▶
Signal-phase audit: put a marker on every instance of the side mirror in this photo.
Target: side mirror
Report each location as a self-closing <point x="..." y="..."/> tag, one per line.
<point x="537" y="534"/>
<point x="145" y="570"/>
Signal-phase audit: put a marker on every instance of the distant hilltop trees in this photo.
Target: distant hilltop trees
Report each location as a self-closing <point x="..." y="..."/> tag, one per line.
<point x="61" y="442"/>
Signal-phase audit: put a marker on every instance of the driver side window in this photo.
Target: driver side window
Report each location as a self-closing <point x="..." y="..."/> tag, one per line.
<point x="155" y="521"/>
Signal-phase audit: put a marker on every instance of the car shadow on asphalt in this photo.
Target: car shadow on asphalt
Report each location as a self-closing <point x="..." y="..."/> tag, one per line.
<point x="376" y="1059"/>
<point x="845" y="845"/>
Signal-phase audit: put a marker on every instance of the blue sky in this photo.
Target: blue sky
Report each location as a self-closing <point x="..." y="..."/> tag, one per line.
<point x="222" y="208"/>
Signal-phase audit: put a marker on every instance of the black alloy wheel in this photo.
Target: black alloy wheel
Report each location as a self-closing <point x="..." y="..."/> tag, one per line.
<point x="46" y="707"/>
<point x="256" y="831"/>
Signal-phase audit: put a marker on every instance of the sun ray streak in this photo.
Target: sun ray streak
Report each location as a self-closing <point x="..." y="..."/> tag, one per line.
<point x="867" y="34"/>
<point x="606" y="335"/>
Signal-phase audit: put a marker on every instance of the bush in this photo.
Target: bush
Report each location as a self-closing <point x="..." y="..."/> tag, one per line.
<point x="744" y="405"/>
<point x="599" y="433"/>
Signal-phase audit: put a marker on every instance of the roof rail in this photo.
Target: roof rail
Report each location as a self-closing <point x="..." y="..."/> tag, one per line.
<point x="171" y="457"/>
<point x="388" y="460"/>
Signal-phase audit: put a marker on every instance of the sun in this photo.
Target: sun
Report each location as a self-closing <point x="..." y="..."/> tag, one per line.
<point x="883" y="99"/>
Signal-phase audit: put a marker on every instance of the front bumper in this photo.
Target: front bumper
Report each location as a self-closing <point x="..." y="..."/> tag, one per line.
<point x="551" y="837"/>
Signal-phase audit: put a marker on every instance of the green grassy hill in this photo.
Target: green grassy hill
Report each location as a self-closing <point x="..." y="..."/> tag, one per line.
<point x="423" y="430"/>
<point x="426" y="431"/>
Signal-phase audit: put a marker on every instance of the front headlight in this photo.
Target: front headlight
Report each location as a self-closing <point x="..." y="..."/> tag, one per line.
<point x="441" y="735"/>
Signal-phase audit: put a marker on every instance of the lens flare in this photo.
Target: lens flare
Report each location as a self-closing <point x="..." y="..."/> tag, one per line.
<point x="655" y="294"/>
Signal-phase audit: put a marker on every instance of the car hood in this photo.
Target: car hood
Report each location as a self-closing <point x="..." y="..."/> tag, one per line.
◀
-- Task objective --
Print all of the entries exactly as they are written.

-- Exercise response --
Signal-phase audit: put a marker on every instance of the side mirror in this photo.
Target: side mirror
Report each location as a self-closing <point x="..." y="..."/> tag, one per line.
<point x="537" y="534"/>
<point x="145" y="570"/>
Signal-phase audit: put a marker on every instance of the distant hilltop trees in this photo.
Target: distant hilltop trees
Report each location as a self-closing <point x="..." y="..."/> tag, one per line.
<point x="61" y="442"/>
Signal-phase audit: put a marker on every instance of the driver side window in this photo.
Target: driver side window
Report each location as a self-closing <point x="..." y="..."/> tag, one per line.
<point x="155" y="521"/>
Signal-phase audit: put a marker on every instance of the car shadow on asphalt in this photo.
Target: car shadow on asphalt
Report each location as a self-closing <point x="..." y="..."/> tag, one per line.
<point x="376" y="1059"/>
<point x="845" y="845"/>
Signal-phase audit: put a marker on every instance of the blue sky in this photo.
Target: blue sky
Report each location as a self-closing <point x="..." y="..."/> tag, one per line.
<point x="222" y="208"/>
Signal-phase audit: put a marker on every instance of the black alloy wheel in this photo.
Target: black alloy wheel
Report each location as a self-closing <point x="..." y="..."/> tag, one per line.
<point x="46" y="707"/>
<point x="256" y="831"/>
Signal-phase audit: put a marker on every instance of the sun ray streak in this photo.
Target: sun ray streak
Report each location as a self-closing <point x="..." y="..."/> tag, one per line.
<point x="867" y="34"/>
<point x="606" y="335"/>
Signal-phase audit: put a marker on every instance of the bush in this photo.
Target: bush
Report each location as a self-closing <point x="..." y="..."/> tag, one per line.
<point x="744" y="405"/>
<point x="599" y="433"/>
Signal-phase audit: put a marker on every instance of the roof rail in this photo.
Target: roof rail
Report each location as a self-closing <point x="..." y="..."/> tag, one per line.
<point x="171" y="457"/>
<point x="388" y="460"/>
Signal-phase audit: put a marker on every instance of the sun in this photo.
Target: sun
Report each location as a self-closing <point x="..." y="..."/> tag, one per line.
<point x="883" y="99"/>
Signal-phase audit: put a marker on every instance of the front bumper in this photo.
Target: front bumper
Report each location as a self-closing <point x="..." y="..."/> tag, one per line.
<point x="551" y="837"/>
Signal-phase audit: put a marker on every instance of the green grassy hill in this photo.
Target: green grassy hill
Report each location as a self-closing <point x="..." y="..."/> tag, one per line.
<point x="423" y="430"/>
<point x="426" y="431"/>
Signal-phase audit: put a marker on every instance of the front headlight in this photo.
Target: front headlight
Report each location as a self-closing <point x="..." y="..."/> tag, one per line.
<point x="441" y="735"/>
Signal-phase audit: put a marker on every instance of the lens flare in this photo.
Target: lens flare
Report each location as a self-closing <point x="..." y="..."/> tag, one per line.
<point x="655" y="294"/>
Signal-phase audit: put a marker on every instance of the car hood in this photo.
Target: car hood
Report each location as a self-closing <point x="..." y="..."/> tag, one per line.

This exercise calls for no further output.